Bernard E. Harcourt | Introduction to Left Populism

By Bernard E. Harcourt

In her new book For A Left Populism (Verso 2018), Chantal Mouffe advocates in favor of an egalitarian, open and embracing, populist political strategy that could serve to unite all the people who have been marginalized by the neoliberal global hegemony during the past forty years. As a discursive and rhetorical device, Mouffe argues, left populism can construct an all-embracing “we, the people” around the unsatisfied demands of all those left behind and opposed to the ruling powers. Mouffe identifies elements of this left populist project in the political discourse of Bernie Sanders and Jean-Luc Mélanchon, and in the approach of the Podemos and Syriza parties.

Mouffe repeatedly underscores that her political project is constructivist and anti-essentialist: Mouffe is not trying to instantiate a “real people” and does not favor a hostile or exclusionary notion of “the people.” She views politics through the perspective of agonism rather than antagonism, of adversarial relations rather than friend/enemy relations. (93) Her project is to unite those who have been left behind by means of a more compelling discourse of equality, social justice, and popular sovereignty.

Mouffe tries to avoid the near-consensus of criticism of populism by stating up front that her project is about praxis, not theory. Mouffe proposes a political intervention, not a theory of populism, and she emphasizes that she has “no intention to enter the sterile academic debate about the ‘true nature’ of populism.” (9) Nevertheless, those academic debates haunt the project insofar as they pose real risks associated with populist movements.

> _Excerpted data_
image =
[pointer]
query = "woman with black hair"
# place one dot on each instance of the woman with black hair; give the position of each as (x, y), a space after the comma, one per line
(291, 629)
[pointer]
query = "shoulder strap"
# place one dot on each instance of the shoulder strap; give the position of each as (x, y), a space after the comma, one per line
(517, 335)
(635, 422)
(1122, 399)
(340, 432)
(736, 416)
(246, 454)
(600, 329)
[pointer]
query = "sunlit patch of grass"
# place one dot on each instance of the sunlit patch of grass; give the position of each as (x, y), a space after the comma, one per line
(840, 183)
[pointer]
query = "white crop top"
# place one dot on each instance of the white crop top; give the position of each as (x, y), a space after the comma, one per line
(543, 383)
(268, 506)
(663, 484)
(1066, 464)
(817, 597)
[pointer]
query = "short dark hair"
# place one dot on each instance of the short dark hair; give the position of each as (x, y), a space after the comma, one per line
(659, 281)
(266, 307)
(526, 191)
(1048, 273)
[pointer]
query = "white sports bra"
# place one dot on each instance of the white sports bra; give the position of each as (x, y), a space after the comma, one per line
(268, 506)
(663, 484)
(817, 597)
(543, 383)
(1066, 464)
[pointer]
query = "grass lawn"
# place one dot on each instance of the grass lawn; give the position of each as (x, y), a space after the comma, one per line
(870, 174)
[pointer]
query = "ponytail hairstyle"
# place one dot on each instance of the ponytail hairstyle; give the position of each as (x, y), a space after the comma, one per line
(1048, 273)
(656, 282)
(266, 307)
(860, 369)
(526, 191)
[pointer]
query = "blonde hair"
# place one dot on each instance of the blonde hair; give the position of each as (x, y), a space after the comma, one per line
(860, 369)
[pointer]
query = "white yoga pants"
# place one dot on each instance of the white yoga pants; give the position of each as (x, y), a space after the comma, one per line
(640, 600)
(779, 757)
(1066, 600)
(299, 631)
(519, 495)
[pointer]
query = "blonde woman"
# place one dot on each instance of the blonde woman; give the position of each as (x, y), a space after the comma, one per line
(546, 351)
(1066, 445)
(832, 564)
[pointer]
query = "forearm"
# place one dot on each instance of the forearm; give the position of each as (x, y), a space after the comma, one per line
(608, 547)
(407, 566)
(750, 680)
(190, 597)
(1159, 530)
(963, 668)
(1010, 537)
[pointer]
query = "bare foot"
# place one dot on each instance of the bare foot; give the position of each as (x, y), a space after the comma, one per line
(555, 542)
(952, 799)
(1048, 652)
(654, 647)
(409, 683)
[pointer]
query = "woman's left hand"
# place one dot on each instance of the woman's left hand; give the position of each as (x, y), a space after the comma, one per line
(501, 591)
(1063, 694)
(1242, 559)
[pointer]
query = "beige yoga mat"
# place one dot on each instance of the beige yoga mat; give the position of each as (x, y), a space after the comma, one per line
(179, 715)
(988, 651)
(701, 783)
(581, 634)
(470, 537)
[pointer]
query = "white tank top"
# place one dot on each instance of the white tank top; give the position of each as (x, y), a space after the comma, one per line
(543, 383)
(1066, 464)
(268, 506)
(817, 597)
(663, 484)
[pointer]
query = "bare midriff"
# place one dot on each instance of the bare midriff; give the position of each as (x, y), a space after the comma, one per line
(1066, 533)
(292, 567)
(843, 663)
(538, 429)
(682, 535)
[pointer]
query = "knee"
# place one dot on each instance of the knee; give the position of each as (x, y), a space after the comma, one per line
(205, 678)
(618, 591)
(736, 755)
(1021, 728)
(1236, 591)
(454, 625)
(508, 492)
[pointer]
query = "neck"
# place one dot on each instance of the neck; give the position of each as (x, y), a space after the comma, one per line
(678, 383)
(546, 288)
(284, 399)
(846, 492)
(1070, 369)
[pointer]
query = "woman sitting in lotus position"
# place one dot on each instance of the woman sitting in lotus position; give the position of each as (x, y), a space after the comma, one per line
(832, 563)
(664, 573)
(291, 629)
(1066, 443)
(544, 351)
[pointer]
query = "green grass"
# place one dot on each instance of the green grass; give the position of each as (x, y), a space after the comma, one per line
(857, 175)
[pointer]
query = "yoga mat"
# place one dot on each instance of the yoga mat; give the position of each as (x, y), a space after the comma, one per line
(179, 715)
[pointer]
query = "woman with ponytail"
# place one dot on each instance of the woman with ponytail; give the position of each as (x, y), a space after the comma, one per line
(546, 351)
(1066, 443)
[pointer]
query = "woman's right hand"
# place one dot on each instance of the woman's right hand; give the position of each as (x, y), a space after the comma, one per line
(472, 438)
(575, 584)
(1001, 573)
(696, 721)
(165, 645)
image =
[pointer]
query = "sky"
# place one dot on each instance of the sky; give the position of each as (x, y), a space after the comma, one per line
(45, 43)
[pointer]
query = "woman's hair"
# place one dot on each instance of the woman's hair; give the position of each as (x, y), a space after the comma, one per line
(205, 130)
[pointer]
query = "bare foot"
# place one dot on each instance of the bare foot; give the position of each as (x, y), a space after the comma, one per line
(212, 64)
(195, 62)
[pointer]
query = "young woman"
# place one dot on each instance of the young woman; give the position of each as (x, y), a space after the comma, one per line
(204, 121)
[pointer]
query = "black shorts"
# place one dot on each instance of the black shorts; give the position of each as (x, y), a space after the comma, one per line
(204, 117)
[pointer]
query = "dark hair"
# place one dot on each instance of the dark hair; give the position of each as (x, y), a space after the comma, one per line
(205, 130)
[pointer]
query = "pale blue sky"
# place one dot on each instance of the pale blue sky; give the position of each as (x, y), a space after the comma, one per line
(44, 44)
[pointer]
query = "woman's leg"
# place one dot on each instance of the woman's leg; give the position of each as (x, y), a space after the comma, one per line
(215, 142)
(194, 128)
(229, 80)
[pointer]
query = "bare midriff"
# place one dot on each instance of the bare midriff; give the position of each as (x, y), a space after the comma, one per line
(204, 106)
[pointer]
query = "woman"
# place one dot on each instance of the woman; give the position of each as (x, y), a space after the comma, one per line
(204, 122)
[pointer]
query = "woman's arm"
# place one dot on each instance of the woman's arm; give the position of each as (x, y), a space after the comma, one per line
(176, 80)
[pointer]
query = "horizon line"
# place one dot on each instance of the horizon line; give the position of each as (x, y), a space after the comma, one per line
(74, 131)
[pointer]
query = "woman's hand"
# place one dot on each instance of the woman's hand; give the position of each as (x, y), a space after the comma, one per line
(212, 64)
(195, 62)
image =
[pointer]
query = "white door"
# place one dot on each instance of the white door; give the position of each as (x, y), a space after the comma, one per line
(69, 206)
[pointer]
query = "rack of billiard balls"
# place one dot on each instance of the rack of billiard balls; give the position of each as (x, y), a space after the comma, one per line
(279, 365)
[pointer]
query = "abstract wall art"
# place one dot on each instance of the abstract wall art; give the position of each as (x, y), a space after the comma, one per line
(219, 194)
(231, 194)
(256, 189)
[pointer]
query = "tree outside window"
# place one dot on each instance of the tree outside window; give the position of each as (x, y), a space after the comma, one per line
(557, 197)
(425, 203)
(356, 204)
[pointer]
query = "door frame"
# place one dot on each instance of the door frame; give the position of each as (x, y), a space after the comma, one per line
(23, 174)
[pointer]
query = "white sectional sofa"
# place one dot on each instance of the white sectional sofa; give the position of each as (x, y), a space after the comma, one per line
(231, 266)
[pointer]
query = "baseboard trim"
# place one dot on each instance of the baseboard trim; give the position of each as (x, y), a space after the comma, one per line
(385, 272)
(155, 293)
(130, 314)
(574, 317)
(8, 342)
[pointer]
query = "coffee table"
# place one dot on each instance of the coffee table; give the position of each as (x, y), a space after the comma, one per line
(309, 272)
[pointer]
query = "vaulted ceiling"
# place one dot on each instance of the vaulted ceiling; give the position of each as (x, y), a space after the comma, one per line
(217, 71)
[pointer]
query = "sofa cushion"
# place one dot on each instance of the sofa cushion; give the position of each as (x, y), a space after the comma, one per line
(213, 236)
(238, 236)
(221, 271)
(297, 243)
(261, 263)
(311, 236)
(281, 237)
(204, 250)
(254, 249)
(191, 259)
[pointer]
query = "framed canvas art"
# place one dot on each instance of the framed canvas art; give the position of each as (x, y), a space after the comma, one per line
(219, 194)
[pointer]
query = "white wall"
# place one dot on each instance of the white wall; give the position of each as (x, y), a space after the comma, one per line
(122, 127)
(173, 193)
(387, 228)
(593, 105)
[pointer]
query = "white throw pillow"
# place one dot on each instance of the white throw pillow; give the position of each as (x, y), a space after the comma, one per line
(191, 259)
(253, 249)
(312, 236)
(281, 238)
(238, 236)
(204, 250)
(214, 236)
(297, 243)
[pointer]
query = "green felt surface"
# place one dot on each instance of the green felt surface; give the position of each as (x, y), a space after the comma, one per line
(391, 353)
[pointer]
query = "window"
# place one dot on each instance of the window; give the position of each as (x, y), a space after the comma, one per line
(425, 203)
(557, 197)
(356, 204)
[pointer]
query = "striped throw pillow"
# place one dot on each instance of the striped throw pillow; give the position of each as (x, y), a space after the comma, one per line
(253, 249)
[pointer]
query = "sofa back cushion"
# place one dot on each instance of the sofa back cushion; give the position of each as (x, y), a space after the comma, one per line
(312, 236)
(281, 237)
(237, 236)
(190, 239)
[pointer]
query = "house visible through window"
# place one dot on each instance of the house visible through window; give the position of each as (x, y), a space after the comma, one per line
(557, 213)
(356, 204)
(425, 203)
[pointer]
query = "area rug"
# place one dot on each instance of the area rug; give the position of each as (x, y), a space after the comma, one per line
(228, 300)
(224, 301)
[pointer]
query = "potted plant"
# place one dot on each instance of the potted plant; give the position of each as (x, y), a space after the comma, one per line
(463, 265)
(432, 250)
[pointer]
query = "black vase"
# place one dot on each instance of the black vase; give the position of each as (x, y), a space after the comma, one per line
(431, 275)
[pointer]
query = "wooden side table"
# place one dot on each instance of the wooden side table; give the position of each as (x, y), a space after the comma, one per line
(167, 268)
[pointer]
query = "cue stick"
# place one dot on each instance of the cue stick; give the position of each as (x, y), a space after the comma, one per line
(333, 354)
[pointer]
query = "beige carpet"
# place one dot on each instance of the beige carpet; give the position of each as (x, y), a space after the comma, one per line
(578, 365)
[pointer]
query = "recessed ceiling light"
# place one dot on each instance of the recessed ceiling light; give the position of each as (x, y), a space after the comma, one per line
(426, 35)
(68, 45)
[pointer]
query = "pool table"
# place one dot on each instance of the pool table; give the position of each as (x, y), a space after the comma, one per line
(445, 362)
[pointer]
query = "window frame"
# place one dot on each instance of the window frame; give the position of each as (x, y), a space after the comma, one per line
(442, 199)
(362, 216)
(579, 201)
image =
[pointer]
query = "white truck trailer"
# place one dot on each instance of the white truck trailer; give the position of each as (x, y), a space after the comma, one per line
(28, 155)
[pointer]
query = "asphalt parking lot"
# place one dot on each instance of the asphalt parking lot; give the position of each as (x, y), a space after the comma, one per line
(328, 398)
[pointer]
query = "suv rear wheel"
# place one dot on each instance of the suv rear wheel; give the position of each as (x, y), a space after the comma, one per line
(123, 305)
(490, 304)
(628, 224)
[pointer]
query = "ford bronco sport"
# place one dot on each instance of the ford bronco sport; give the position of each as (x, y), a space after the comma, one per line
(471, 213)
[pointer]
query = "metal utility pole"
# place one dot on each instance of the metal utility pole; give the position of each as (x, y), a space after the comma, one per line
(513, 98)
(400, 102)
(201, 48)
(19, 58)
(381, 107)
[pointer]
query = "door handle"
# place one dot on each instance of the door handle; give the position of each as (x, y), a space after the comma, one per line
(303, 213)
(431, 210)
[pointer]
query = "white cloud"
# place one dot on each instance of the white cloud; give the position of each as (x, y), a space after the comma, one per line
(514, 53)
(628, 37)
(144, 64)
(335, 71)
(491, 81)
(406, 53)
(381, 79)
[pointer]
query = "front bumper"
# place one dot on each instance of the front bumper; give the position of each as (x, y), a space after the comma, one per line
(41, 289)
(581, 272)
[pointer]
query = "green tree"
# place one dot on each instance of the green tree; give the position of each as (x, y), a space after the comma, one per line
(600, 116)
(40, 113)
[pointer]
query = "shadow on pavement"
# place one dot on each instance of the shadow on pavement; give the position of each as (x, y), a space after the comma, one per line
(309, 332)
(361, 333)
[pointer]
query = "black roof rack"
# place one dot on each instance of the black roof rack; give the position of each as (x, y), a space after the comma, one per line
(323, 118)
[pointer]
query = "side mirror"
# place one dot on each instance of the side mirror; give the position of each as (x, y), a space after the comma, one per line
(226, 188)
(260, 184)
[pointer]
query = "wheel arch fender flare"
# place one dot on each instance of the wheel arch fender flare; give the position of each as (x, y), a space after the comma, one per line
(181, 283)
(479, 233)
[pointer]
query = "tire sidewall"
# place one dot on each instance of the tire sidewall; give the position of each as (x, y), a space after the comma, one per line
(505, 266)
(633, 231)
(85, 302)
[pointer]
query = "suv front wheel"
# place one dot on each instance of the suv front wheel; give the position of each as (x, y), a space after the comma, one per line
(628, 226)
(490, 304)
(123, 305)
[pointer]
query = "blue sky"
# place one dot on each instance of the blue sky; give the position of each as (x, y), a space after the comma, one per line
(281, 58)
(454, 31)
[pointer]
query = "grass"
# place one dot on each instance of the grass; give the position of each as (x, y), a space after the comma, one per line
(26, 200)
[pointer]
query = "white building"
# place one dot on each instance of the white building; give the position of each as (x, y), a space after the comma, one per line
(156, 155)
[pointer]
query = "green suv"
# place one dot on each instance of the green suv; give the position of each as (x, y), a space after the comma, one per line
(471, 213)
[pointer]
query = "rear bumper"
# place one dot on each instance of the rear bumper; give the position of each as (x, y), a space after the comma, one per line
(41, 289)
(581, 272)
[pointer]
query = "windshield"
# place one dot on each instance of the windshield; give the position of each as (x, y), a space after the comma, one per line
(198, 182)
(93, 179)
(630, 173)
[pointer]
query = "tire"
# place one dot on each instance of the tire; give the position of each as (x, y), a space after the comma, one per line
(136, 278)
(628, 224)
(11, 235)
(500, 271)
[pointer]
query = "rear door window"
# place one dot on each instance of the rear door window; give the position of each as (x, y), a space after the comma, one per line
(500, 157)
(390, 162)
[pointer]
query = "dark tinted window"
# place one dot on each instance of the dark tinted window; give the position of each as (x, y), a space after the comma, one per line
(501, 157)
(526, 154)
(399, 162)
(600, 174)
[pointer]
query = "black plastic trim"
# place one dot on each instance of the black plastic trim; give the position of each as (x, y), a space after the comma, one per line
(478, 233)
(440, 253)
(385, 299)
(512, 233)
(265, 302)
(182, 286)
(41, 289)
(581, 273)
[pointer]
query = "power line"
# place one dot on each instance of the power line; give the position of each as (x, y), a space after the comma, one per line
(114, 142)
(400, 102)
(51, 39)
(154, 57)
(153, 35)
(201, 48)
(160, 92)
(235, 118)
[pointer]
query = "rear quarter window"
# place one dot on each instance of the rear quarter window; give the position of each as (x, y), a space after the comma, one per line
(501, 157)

> _Set task 1_
In the introduction to left populism, which two parties does Mouffe see as taking a left populist approach?
> _Set task 2_
Using the introduction to left populism, say whether each statement agrees with it. Answer yes or no and quote the deciding words. (a) Mouffe's book was published by Verso in 2018. (b) Mouffe views politics in terms of friend/enemy relations. (c) Mouffe offers her project as a theory of populism.
> _Set task 3_
Carry the introduction to left populism forward from its last sentence.

> _Task answer 1_
Podemos and Syriza.

> _Task answer 2_
(a) Yes: "For A Left Populism (Verso 2018)"
(b) No: "adversarial relations rather than friend/enemy relations"
(c) No: "Mouffe proposes a political intervention, not a theory of populism"

> _Task answer 3_
Almost uniformly, scholars and commentators critique populism. Jan-Werner Müller, in his book What Is Populism? (Penn 2016), argues that populism is inherently an anti-pluralist strategy that, when it succeeds (invariably with the collaboration of more traditional conservative elites), veers towards exclusionary practices and mass clientelism. Nadia Urbinati, in her article “Political Theory of Populism” (2019), maintains that populism is parasitic to democracy insofar as it exploits democratic failures by means of an us and them logic, but that when it takes power it inevitably pushes the notion of the people into an extreme or authoritarian direction leading to the distortion of democratic institutions and practices (e.g. the rule of law, separation of powers, checks and balances, etc.) Jean Cohen, in her paper “What’s Wrong with Normative Theories of Left Populism?” presented at the Constellations conference at Columbia University on November 30, 2018, focuses specifically on the dangers of left populism, arguing that it cannot avoid the authoritarian pitfalls of populism more generally.

What is clear from the confrontation with academic critics of populism, though, is that Chantal Mouffe is focused on how to gain power, whereas most of the critiques of populism are focused on the populist style of governing when in power. This reflects, to a certain extent, the distinction that Urbinati draws between populism as “a movement of opinion” versus populism as “a ruling power within the state.” (2019: *12)

But even with this distinction in mind, the core claim of the academic chorus is that a populist mode of gaining power will inevitably distort democracy in practice. In other words, that there is path dependence: it may not be possible to separate the way a movement takes power from the way it exercises power. There is, certainly, evidence for this. Donald Trump rose to power on a New Right exclusionary populism and has only accentuated the exclusionary nature of his politics in office—to the point where it is now fair to say that he is fueling a fascist, white supremacist, ultranationalist American counterrevolution. There is also evidence for this on the left side of the populist spectrum.

The question for us, then, in reading Mouffe’s book, is whether she has crafted a political strategy of an egalitarian and socially just populism in such a way as to disrupt the path dependence? More concretely, is it possible that Bernie Sanders in power could avoid the problems of really-existing populism—such as its authoritarian tendency, mass clientelism, and democratic distortion? Or Jean-Luc Mélanchon? Did this happen in Greece with Syriza?  Really-existing political phenomena are notoriously difficult to assess, so perhaps we will need to retreat back to theory—but the central question is whether a left populism strategy can be crafted that would avoid the pitfalls of prior populist experiences.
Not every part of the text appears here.